==== Cuplikan Halaman ====

Mukaddimah
Kajian kali ini sangat urgen sekali untuk direnungi
sekaligus diamalkan, sebab hanya dengan begitu semua amalan kita akan dapat
bernilai. Betapa tidak, bukankah ketika melakukan suatu amalan, seorang hamba
selalu berharap agar diganjar oleh Allah dan dinilai-Nya ikhlash karena-Nya
bila amalan itu baik dan bila amalan itu buruk, pastilah seorang hamba takut
ada yang mengetahuinya. Padahal semua itu pastilah diketahui oleh Allah sebab
Dia Maha Mendengar lagi Maha Melihat.
Karena itu, sudah sepantasnyalah seorang hamba merasa
dirinya selalu diawasi oleh Allah sehingga semua amalannya terjaga dan
dijalankan dengan sebaik-baiknya. Ini semua, tentunya berkat penjagaan seorang
hamba terhadap Rabbnya di mana buahnya, Rabbnya pun akan selalu menjaganya.
Naskah Hadits
Dari Ibn ‘Abbas RA., dia berkata, “Suatu hari aku
berada di belakang Nabi SAW., lalu beliau bersabda, ‘Wahai Ghulam, sesungguhnya
ku ingin mengajarkanmu beberapa kalimat (nasehat-nasehat), ‘Jagalah Allah,
pasti Allah menjagamu, jagalah Allah, pasti kamu mendapatinya di hadapanmu,
bila kamu meminta, maka mintalah kepada Allah dan bila kamu minta tolong, maka
minta tolonglah kepada Allah. Ketahuilah, bahwa jikalau ada seluruh umat
berkumpul untuk memberikan suatu manfa’at bagimu, maka mereka tidak akan dapat
memberikannya kecuali sesuatu yang telah ditakdirkan Allah atasmu, dan jikalau
mereka berkumpul untuk merugikanmu (membahayakanmu) dengan sesuatu, maka mereka
tidak akan bisa melakukan itu kecuali sesuatu yang telah ditakdirkan Allah
atasmu. Pena-pena (pencatat) telah diangkat dan lembaran-lembaran telah
kering.” (HR. at-Turmudzy, dia berkata, ‘Hadits Hasan Shahih’. Hadits ini
juga diriwayatkan Imam Ahmad)

====

▶ **Tugas Wajib**:
**1)** Ringkas paragraf kajian hadits di atas yang diawali "Karena itu, sudah sepantasnyalah" menjadi tiga kalimat pendek, dengan tetap memuat pokok isinya.
**2)** Ulangi kata demi kata bagian kajian hadits di atas, mulai dari "Karena itu, sudah" sampai dengan "akan selalu menjaganya.".

==== Data Tersimpan ====

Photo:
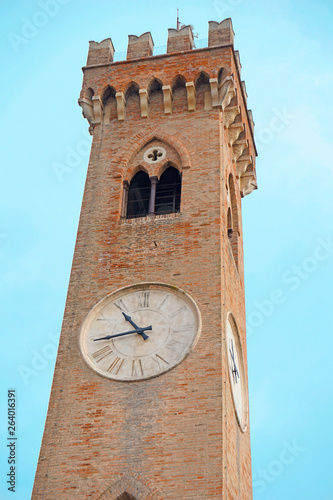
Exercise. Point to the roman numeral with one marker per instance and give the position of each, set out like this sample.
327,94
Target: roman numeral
174,345
137,370
173,314
143,299
121,305
183,328
160,361
163,302
102,353
116,365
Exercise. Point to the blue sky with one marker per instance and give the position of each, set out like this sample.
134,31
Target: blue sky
286,51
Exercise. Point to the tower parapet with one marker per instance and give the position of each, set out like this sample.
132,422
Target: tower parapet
100,53
179,40
140,46
107,88
220,33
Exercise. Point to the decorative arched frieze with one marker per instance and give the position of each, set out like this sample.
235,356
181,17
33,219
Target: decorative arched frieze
134,486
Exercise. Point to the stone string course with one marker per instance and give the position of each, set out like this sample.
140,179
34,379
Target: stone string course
175,436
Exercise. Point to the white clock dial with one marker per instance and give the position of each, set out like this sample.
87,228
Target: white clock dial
236,371
140,331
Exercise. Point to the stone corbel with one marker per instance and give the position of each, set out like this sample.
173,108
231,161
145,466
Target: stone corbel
214,92
238,148
248,183
190,96
243,163
87,109
120,105
167,98
234,131
144,102
249,114
98,109
227,91
230,114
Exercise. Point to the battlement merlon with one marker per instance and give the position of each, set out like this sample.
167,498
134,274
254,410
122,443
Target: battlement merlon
219,62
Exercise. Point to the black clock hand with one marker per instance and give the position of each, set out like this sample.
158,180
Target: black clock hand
234,371
138,331
129,319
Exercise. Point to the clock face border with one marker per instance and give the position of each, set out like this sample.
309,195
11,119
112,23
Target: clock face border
243,420
114,295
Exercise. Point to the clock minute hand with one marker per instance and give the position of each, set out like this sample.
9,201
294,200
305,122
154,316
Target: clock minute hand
140,332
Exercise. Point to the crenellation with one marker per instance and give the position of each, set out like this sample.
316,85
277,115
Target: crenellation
100,53
220,33
180,40
177,85
140,46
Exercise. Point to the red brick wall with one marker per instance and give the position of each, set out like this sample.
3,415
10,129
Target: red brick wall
174,436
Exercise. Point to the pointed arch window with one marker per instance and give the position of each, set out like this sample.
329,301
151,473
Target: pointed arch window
138,196
148,196
126,496
168,192
232,220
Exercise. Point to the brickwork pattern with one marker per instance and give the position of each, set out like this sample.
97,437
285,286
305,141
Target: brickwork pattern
174,436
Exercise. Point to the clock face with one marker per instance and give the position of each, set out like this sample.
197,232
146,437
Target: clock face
140,331
236,371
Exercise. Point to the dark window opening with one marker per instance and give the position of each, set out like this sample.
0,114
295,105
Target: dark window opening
138,196
168,192
126,496
147,195
230,231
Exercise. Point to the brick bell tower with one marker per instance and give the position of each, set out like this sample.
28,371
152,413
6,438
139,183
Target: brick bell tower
149,397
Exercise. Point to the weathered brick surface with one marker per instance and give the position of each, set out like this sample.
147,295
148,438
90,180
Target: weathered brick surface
174,436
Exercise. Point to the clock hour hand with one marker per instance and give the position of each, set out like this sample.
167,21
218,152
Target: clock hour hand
138,330
234,371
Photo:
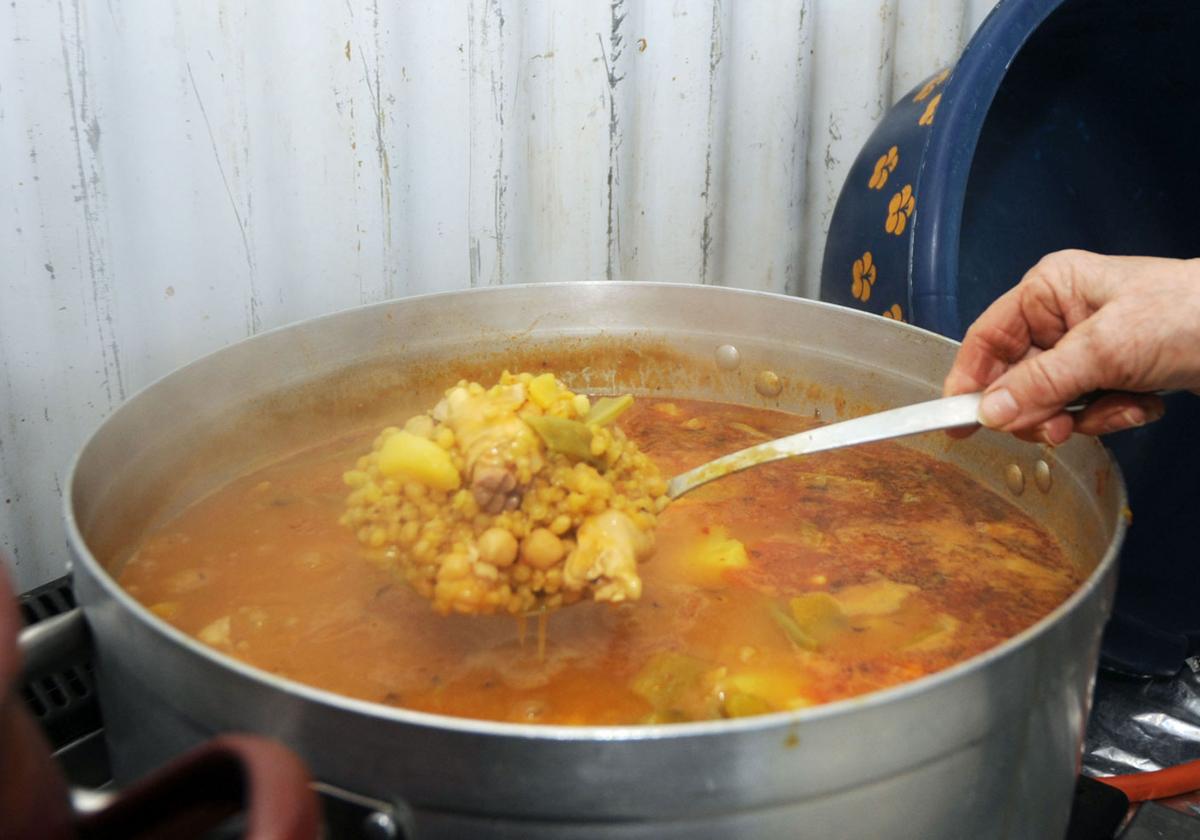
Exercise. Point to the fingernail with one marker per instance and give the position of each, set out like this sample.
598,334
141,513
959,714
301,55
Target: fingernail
1131,418
997,408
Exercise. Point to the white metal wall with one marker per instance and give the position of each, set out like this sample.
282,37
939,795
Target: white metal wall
178,175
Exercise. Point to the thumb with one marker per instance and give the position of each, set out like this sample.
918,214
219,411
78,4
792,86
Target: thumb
1037,388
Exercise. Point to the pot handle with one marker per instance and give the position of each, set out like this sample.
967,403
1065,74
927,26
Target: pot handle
199,791
52,643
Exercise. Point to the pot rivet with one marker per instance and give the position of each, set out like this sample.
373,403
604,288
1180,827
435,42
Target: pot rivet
1042,475
727,358
379,826
768,384
1015,479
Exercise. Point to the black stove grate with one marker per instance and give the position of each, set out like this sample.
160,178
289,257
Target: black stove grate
65,701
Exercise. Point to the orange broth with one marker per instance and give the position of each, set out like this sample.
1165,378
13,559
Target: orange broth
929,567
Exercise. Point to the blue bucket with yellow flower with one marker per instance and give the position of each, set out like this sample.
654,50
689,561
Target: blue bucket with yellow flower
1065,124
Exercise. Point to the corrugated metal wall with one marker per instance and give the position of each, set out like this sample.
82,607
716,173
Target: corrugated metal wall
179,175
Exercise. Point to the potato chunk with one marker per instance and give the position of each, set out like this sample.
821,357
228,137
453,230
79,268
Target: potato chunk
517,497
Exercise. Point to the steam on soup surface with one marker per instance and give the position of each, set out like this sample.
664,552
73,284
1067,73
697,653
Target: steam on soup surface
789,585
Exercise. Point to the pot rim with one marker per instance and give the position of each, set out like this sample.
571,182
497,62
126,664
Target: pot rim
561,732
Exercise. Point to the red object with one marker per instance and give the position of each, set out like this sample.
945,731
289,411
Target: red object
1158,784
227,775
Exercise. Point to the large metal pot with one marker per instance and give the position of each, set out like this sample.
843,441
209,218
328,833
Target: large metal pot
987,749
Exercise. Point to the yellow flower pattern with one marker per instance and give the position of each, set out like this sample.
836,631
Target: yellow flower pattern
900,209
885,167
864,273
928,117
928,88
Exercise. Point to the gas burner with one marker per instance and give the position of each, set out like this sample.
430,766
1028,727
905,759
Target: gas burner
66,706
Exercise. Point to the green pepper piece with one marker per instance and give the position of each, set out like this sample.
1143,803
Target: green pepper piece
606,409
742,705
569,437
791,629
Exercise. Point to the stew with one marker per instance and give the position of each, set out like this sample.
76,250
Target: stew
789,585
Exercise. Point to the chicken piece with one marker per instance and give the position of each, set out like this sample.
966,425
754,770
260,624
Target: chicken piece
520,497
501,450
610,546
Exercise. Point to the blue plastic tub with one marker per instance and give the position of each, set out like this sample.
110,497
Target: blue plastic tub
1062,125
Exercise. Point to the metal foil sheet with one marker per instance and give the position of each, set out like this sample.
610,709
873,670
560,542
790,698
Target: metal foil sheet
1139,725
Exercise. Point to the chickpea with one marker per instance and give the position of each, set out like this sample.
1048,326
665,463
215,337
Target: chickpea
498,547
541,549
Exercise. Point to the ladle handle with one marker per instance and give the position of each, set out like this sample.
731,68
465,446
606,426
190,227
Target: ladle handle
898,423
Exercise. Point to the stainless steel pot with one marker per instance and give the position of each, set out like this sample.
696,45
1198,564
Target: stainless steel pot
987,749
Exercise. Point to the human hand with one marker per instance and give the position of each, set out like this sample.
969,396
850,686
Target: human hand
1080,322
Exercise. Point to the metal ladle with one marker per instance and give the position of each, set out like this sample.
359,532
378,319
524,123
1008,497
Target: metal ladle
897,423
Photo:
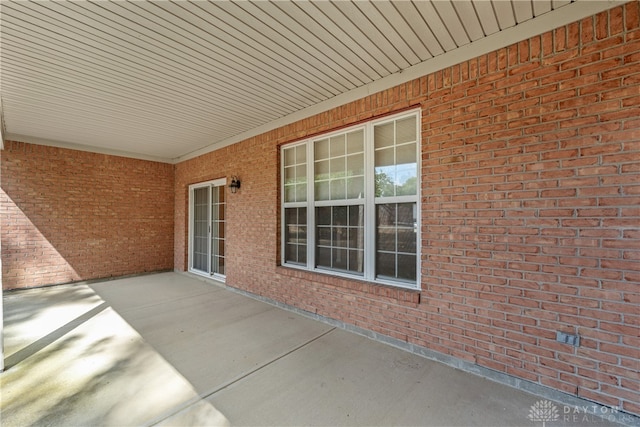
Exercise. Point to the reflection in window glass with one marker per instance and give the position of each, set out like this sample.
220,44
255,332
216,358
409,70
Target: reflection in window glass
396,164
340,238
396,234
368,171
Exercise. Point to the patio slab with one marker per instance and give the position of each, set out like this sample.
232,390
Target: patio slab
169,349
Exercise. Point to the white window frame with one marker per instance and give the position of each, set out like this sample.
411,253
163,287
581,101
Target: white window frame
370,203
221,182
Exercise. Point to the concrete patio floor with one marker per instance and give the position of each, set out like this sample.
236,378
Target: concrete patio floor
169,349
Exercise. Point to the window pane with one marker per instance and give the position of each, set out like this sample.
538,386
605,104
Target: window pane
323,216
340,244
355,142
383,135
355,164
301,154
322,190
321,149
396,240
301,193
338,189
337,147
295,235
340,167
289,174
396,165
290,156
355,188
295,174
406,154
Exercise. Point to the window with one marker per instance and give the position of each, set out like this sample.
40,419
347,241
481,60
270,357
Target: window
350,202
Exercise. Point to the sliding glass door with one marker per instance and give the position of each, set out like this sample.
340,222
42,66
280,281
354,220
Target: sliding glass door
207,205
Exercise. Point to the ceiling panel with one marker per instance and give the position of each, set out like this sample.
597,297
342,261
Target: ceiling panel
167,80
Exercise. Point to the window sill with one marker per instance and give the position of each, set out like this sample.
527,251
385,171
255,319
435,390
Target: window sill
398,293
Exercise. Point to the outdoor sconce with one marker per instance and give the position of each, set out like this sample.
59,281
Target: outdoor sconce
235,184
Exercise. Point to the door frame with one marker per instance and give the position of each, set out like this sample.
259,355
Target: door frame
220,182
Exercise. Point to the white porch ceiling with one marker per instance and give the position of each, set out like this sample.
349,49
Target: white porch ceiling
168,80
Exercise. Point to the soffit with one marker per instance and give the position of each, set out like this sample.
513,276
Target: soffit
169,80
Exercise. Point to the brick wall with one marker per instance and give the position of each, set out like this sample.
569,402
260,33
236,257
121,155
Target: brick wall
530,212
71,215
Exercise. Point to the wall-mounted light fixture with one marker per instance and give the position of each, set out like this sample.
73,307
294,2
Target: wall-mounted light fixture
235,184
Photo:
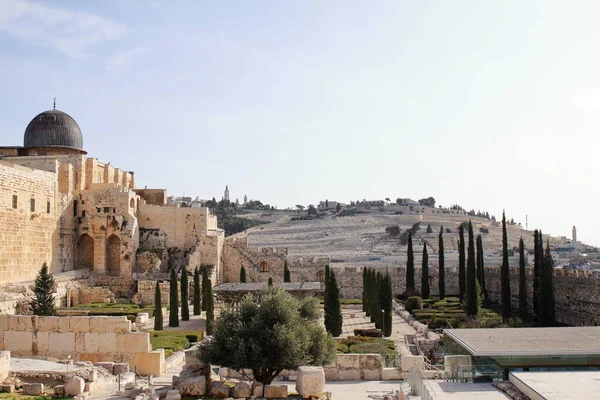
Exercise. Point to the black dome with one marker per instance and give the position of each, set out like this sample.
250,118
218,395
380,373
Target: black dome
53,128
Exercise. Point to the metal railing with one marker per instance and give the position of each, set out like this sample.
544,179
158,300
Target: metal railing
419,384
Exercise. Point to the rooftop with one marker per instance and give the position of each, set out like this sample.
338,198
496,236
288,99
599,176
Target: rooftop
528,341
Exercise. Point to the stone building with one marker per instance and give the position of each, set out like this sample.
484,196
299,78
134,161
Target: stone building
61,207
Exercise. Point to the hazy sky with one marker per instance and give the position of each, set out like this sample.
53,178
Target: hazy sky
485,104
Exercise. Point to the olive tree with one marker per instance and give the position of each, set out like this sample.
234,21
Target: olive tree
269,333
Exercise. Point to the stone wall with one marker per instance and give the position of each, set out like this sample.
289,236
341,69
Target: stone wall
83,338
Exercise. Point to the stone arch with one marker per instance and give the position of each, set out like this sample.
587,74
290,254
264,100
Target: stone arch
85,252
264,266
113,255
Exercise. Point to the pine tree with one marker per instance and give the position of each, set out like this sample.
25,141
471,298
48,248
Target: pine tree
333,311
523,313
197,302
410,268
441,271
425,274
173,300
210,308
472,298
158,320
505,274
546,302
204,288
43,301
286,272
185,297
461,263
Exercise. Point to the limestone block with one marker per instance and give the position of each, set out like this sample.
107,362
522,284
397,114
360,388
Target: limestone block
33,389
195,386
15,340
391,374
91,342
242,389
107,365
134,342
348,361
219,389
152,363
64,324
276,392
74,386
79,324
61,342
120,368
118,325
107,342
43,341
310,381
98,324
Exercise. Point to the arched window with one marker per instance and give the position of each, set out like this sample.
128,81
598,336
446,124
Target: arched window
264,267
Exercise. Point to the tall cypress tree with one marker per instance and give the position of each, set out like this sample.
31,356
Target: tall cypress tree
523,313
461,263
425,273
471,293
505,274
197,302
43,301
410,267
158,320
210,308
441,271
205,287
173,300
242,275
546,302
286,272
185,297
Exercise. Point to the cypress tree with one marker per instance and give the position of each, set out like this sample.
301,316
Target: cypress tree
42,302
210,308
461,263
425,273
410,268
546,303
441,271
197,302
185,297
158,320
173,300
333,311
523,313
286,272
471,294
505,274
205,287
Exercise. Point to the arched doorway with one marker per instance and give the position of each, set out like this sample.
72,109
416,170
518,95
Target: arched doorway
113,255
85,252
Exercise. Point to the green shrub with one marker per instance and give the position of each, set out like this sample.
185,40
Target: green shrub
414,302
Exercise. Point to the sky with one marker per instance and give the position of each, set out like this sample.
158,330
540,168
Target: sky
490,105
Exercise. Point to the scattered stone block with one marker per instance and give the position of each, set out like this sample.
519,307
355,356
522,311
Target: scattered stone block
33,389
242,389
310,382
74,386
219,389
276,392
195,386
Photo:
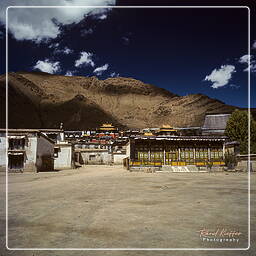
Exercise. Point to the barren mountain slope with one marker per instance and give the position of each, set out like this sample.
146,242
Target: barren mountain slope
41,100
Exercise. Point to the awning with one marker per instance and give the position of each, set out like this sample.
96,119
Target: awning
15,154
16,137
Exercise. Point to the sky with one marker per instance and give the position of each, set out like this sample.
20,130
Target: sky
184,50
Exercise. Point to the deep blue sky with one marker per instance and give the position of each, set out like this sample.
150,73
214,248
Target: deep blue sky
170,48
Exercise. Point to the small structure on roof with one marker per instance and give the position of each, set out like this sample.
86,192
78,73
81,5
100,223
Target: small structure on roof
215,124
166,129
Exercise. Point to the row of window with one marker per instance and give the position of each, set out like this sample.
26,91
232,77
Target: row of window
187,154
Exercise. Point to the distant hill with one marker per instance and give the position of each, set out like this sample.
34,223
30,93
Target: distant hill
42,100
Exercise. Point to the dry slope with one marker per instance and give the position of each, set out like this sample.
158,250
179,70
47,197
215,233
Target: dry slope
41,100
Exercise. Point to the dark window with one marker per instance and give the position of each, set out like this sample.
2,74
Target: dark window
16,143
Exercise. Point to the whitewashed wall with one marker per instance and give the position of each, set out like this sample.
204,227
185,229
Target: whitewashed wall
44,149
118,158
2,150
64,159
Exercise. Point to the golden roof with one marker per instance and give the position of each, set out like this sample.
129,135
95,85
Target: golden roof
167,128
148,134
107,127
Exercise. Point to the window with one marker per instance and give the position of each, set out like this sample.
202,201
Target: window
16,143
92,157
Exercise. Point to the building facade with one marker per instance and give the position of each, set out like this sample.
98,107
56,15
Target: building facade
177,150
26,150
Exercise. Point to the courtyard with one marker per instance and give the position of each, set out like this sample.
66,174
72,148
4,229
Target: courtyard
110,207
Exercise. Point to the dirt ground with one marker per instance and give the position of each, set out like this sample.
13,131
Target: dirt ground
109,207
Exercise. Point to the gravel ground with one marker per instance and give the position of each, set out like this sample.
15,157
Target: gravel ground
109,207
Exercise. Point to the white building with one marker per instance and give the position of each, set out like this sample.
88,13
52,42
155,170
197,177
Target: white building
26,150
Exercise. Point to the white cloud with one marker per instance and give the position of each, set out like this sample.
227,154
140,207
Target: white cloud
86,32
103,17
67,50
220,77
85,59
254,45
69,73
100,70
245,60
114,74
38,24
57,50
47,66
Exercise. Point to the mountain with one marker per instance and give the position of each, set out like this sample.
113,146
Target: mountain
42,100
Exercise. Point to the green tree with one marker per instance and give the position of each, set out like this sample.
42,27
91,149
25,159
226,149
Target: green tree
237,130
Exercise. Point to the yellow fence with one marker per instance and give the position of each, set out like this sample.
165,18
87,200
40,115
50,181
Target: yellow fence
175,163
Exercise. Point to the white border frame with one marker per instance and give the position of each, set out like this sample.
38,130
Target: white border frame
132,249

====

▶ **Jawaban Berurutan**:
**1)** Seorang hamba sepatutnya merasa selalu diawasi oleh Allah, sehingga semua amalannya terjaga dan dikerjakan sebaik-baiknya. Hal ini berkat penjagaan hamba terhadap Rabbnya. Buahnya, Rabbnya pun akan selalu menjaganya.

**2)**
Karena itu, sudah sepantasnyalah seorang hamba merasa
dirinya selalu diawasi oleh Allah sehingga semua amalannya terjaga dan
dijalankan dengan sebaik-baiknya. Ini semua, tentunya berkat penjagaan seorang
hamba terhadap Rabbnya di mana buahnya, Rabbnya pun akan selalu menjaganya.